- _WRITTEN PROBLEM_
Express the record lines between the one holding "One point per instance, written like point(1075, 539)" and the one holding "point(759, 264)", inclusive, as a Markdown table with the columns "Row" and "Text". Give each line a row number and leave out blank lines.

######

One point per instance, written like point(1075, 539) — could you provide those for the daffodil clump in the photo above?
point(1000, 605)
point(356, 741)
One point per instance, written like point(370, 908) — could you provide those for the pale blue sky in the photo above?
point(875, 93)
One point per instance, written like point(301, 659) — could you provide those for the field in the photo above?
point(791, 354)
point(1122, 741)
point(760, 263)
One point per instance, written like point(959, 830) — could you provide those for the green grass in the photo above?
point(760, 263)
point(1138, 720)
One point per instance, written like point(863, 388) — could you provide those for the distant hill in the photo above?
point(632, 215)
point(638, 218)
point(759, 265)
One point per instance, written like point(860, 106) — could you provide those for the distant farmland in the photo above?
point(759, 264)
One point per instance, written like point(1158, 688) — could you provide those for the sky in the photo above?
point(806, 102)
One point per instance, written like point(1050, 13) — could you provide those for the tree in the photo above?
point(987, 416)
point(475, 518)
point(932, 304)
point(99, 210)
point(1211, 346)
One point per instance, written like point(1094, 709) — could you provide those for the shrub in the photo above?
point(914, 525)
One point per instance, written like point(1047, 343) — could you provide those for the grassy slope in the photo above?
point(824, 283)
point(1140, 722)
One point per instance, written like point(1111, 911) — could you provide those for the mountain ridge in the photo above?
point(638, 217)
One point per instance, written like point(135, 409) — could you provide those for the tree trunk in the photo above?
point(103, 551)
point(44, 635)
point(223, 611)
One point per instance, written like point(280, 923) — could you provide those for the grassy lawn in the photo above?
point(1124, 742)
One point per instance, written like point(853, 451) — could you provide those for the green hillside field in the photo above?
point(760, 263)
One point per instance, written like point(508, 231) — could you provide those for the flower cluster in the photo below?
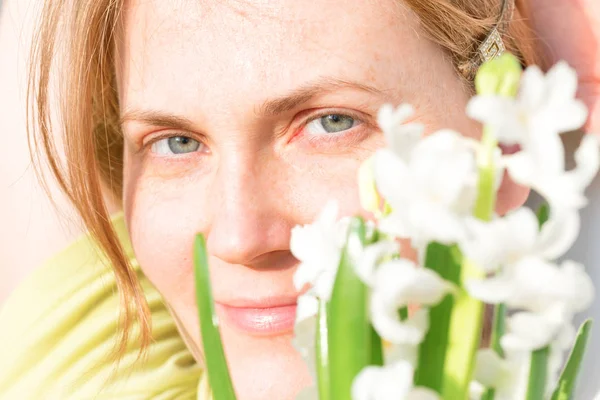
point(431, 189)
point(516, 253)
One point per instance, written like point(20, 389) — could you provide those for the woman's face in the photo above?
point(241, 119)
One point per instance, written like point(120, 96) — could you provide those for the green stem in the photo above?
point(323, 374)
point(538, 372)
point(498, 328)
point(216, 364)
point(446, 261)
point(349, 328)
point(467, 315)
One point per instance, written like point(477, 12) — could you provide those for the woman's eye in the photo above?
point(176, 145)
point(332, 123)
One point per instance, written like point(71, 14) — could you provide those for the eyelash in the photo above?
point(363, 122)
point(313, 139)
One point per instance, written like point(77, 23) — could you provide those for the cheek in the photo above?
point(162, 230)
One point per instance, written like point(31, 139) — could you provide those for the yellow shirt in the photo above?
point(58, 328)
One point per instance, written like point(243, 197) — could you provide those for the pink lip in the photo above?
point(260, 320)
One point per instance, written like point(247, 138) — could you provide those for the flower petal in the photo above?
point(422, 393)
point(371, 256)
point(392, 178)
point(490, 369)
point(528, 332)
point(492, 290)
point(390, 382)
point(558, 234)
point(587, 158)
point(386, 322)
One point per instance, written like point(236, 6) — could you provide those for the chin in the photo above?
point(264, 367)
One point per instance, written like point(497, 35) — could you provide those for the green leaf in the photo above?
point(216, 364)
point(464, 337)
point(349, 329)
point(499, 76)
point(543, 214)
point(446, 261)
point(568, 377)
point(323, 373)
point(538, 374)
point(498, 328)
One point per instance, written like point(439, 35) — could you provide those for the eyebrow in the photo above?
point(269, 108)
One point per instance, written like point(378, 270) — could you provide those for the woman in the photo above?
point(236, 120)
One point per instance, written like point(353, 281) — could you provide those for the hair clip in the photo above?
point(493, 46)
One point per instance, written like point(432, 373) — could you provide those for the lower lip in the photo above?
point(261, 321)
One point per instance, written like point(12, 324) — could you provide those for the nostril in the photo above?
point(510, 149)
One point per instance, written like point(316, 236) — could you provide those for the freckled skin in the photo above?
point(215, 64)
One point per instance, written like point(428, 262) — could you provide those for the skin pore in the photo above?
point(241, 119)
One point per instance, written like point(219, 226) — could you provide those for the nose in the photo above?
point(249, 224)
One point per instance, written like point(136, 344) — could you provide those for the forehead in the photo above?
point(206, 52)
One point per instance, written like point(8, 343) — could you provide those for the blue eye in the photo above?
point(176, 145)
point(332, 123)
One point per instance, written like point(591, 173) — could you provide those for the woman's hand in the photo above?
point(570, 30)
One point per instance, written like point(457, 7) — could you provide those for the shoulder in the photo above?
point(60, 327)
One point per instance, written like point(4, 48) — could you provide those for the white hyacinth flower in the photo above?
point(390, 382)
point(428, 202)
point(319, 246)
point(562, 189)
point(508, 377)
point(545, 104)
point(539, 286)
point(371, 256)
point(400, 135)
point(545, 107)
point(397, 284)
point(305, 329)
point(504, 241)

######

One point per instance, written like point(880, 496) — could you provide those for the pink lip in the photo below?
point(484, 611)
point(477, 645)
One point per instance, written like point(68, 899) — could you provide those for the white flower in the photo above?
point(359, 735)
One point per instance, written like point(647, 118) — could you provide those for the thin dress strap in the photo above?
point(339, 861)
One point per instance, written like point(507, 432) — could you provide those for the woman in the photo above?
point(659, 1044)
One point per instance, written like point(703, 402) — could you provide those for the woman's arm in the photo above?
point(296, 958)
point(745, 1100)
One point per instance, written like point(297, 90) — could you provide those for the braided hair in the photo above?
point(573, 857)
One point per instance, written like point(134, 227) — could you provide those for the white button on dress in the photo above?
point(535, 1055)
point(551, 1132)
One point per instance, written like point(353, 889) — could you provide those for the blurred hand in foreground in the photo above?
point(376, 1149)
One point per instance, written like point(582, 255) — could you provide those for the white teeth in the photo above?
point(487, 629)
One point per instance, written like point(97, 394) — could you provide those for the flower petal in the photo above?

######

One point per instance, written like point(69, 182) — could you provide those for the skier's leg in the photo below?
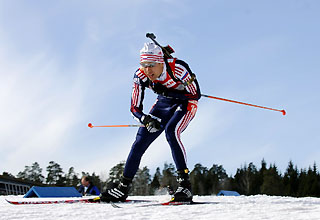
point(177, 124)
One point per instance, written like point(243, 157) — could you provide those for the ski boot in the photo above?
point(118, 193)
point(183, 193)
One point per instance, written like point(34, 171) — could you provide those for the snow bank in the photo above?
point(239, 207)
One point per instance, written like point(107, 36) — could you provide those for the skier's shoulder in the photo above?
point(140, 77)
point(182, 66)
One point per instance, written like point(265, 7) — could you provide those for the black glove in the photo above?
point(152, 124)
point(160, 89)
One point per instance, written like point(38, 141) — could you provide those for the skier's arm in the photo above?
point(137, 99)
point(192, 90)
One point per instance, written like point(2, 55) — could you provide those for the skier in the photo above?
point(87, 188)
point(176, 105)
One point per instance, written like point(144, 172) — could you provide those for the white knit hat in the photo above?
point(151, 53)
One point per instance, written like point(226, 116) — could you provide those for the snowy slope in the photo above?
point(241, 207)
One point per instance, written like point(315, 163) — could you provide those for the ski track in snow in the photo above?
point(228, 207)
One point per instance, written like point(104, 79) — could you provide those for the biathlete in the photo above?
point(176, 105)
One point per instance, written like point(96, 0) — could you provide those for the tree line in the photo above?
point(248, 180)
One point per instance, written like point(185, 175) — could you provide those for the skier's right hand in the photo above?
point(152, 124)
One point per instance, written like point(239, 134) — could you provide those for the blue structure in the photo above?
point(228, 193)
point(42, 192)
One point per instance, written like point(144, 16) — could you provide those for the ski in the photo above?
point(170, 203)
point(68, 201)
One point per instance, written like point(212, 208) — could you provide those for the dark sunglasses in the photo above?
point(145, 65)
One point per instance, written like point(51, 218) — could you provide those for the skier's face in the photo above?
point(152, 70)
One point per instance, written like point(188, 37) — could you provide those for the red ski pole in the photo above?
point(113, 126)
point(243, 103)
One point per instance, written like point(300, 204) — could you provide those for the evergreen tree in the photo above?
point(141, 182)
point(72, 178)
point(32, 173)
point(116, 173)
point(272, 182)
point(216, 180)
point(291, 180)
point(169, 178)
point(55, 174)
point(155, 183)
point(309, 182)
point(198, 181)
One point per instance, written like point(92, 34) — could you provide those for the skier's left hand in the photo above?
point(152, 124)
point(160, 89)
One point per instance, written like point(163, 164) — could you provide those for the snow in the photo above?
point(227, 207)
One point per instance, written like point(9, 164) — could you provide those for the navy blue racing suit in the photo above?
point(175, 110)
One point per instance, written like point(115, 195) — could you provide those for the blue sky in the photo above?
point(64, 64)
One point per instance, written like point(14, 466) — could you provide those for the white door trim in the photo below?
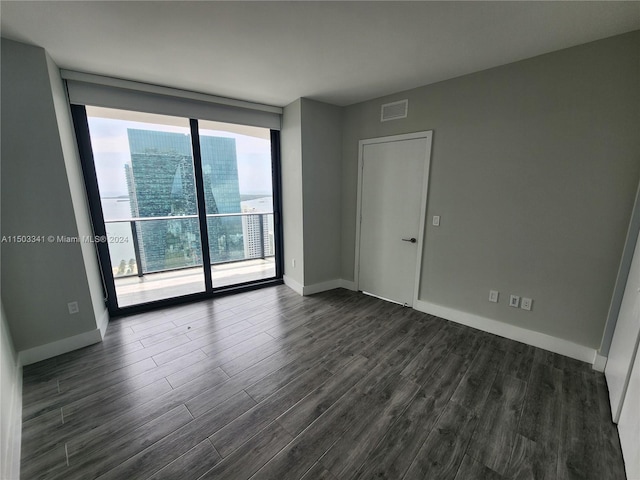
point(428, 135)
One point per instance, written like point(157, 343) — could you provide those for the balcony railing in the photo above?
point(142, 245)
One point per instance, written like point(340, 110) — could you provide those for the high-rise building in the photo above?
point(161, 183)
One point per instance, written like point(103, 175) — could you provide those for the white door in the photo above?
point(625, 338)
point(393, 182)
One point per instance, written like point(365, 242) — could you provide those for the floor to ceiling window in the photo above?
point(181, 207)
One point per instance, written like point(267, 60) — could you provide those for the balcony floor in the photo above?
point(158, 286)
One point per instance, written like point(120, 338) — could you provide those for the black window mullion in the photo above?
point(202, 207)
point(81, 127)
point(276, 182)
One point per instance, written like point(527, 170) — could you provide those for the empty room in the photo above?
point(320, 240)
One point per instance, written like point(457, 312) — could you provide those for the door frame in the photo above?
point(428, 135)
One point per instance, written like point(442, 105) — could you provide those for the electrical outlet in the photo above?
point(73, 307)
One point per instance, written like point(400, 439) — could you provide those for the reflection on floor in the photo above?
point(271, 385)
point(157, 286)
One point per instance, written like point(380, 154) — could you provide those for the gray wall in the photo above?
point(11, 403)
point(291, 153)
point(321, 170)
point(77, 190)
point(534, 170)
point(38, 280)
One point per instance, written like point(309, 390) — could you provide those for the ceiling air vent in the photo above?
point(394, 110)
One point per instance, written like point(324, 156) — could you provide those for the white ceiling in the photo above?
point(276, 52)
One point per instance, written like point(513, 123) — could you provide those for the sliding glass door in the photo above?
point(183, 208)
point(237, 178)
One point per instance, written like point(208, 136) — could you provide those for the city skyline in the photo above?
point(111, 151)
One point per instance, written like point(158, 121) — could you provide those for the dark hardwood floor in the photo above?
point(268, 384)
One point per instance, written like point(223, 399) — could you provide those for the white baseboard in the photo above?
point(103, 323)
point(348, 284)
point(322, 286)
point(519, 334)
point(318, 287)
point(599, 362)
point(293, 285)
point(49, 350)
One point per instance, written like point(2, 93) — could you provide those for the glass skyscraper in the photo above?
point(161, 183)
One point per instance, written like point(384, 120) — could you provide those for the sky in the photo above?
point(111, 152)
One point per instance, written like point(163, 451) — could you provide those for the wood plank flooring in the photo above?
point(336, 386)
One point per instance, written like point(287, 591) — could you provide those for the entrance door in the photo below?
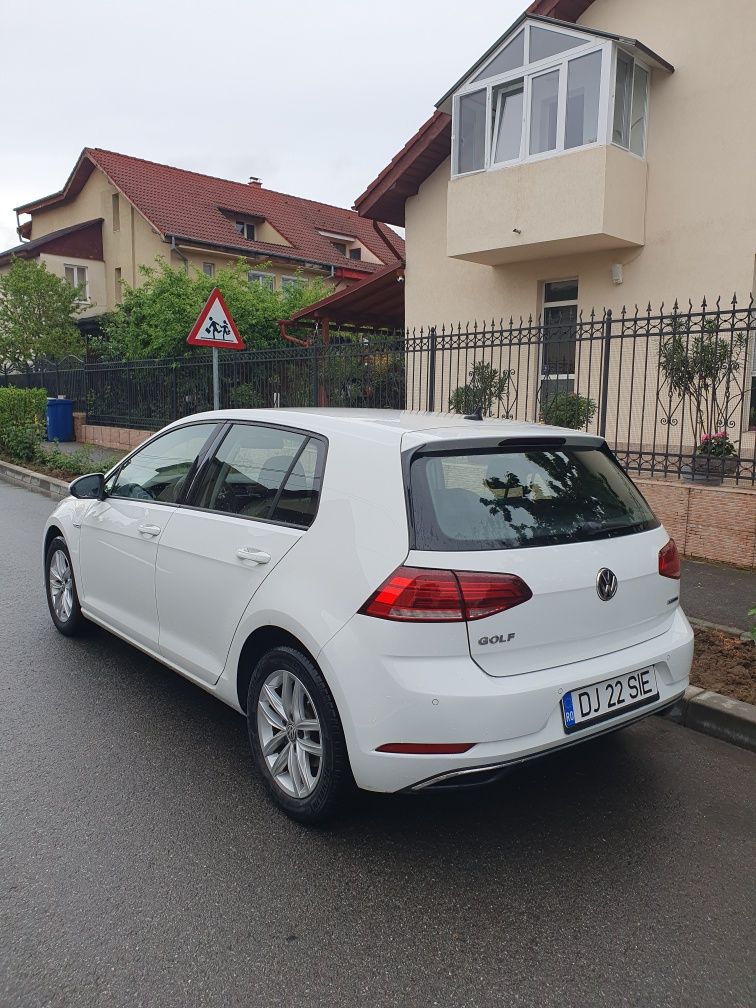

######

- _TASK RESPONSE_
| Row | Text |
|---|---|
| 1 | One point per instance, written like point(1075, 539) — could you provide those for the daffodil clump in the photo above? |
| 2 | point(1000, 605) |
| 3 | point(356, 741) |
| 4 | One point per instance, written like point(370, 908) — could you provide those for the pale blue sky in the photo above? |
| 5 | point(875, 93) |
| 6 | One point per instance, written like point(301, 659) — could you provide those for the field in the photo above? |
| 7 | point(791, 354) |
| 8 | point(1122, 741) |
| 9 | point(760, 263) |
| 10 | One point per instance, written like point(959, 830) — could you provide those for the green grass in the photo above? |
| 11 | point(760, 263) |
| 12 | point(1138, 720) |
| 13 | One point per instance, written like point(863, 388) — could you provide those for the distant hill in the photo above? |
| 14 | point(632, 215) |
| 15 | point(638, 218) |
| 16 | point(759, 265) |
| 17 | One point per instance, written like point(860, 106) — could you provide those for the distant farmland in the photo above? |
| 18 | point(759, 264) |